Records from a data collection:
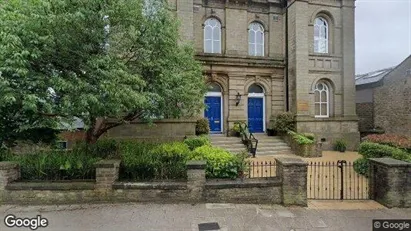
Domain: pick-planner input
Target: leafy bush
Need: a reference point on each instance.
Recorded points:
(220, 163)
(361, 166)
(196, 142)
(340, 145)
(398, 141)
(284, 122)
(300, 138)
(55, 165)
(202, 127)
(144, 161)
(103, 148)
(310, 136)
(374, 150)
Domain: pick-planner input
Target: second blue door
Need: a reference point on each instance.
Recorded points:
(213, 112)
(255, 115)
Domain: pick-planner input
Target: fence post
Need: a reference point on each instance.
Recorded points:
(106, 173)
(390, 182)
(9, 172)
(293, 174)
(196, 180)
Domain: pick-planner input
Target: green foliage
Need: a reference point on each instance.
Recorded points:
(143, 161)
(310, 136)
(220, 163)
(374, 150)
(398, 141)
(196, 142)
(361, 166)
(285, 122)
(202, 127)
(55, 165)
(104, 148)
(103, 59)
(340, 145)
(300, 138)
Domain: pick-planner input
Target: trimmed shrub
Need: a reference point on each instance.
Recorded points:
(103, 148)
(361, 166)
(220, 163)
(144, 161)
(196, 142)
(284, 122)
(55, 165)
(202, 127)
(398, 141)
(374, 150)
(300, 138)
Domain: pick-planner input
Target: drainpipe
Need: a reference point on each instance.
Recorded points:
(287, 103)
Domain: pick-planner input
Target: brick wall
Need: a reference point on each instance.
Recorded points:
(392, 101)
(365, 113)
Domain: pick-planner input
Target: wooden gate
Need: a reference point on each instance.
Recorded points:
(335, 181)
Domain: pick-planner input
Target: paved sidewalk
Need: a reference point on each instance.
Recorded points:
(184, 217)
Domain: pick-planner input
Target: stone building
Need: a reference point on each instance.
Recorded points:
(384, 99)
(262, 57)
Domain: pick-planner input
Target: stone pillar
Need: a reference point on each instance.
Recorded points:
(196, 180)
(293, 174)
(106, 173)
(9, 172)
(390, 182)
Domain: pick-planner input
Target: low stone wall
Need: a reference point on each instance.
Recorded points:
(196, 189)
(390, 182)
(304, 150)
(160, 130)
(257, 191)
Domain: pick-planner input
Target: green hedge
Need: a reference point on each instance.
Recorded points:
(220, 163)
(374, 150)
(55, 165)
(196, 142)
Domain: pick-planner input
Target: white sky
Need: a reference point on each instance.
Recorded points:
(383, 33)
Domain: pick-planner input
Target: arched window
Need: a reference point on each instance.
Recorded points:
(213, 87)
(256, 89)
(256, 39)
(322, 100)
(320, 35)
(212, 36)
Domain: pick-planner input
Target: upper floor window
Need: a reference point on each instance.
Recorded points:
(320, 36)
(256, 39)
(212, 36)
(322, 100)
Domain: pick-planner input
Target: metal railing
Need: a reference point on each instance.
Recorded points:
(248, 139)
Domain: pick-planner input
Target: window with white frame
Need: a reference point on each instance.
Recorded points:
(320, 35)
(322, 100)
(256, 39)
(212, 36)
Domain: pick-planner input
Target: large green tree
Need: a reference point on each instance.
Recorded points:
(107, 62)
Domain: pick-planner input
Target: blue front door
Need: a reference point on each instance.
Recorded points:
(213, 112)
(255, 114)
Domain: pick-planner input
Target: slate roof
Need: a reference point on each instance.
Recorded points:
(372, 77)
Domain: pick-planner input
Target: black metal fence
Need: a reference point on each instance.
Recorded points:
(335, 181)
(261, 169)
(56, 174)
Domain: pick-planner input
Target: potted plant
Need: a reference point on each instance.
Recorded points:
(236, 129)
(340, 145)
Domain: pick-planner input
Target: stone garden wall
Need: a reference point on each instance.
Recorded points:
(290, 180)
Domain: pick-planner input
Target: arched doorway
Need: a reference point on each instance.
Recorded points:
(256, 109)
(214, 108)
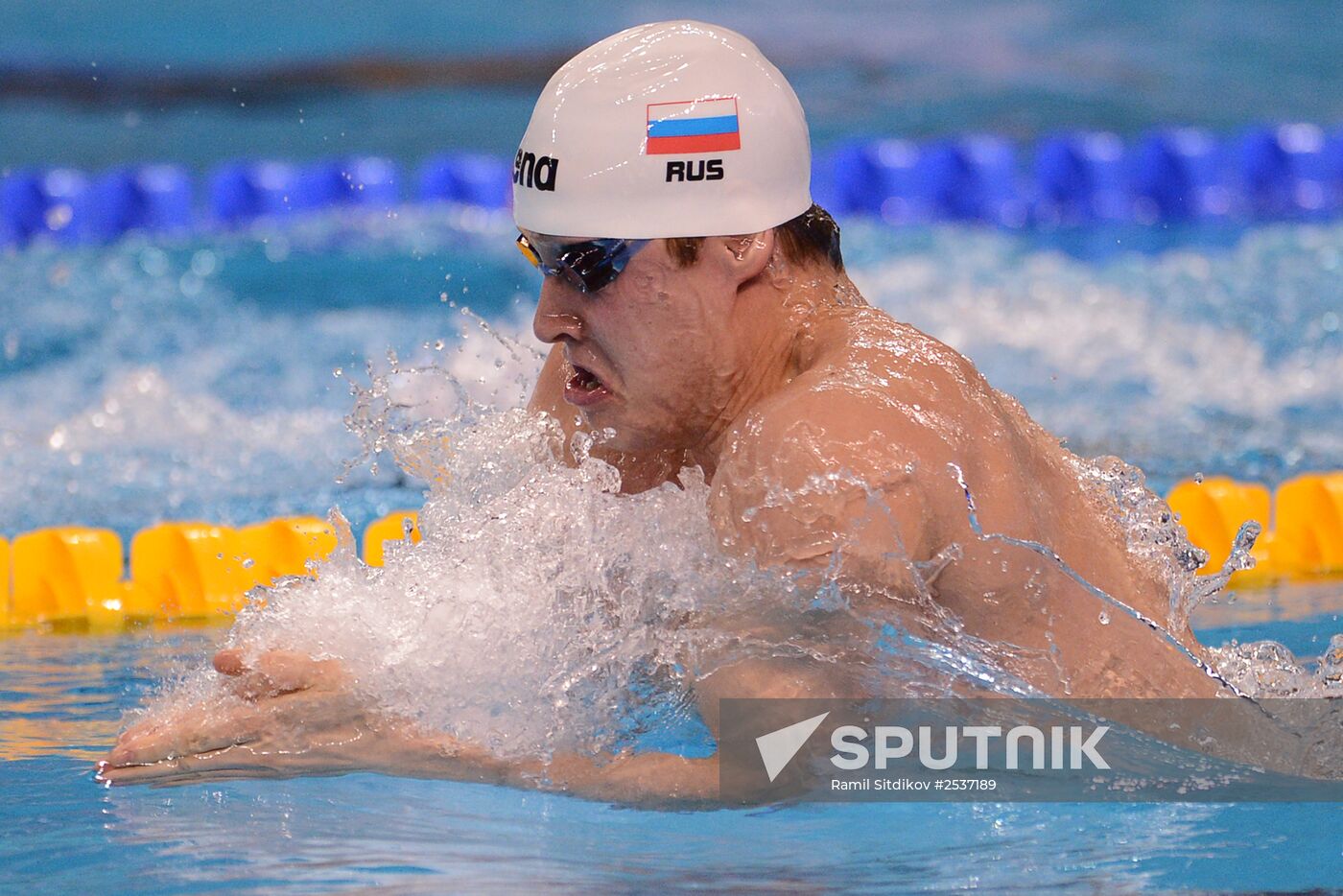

▶ SET PROBLEM: Gather every line of the rows above that contains the word "metal". Case counts, so match only that exact capitalization.

▶ WRITTEN RESPONSE:
Target: metal railing
Target: black metal fence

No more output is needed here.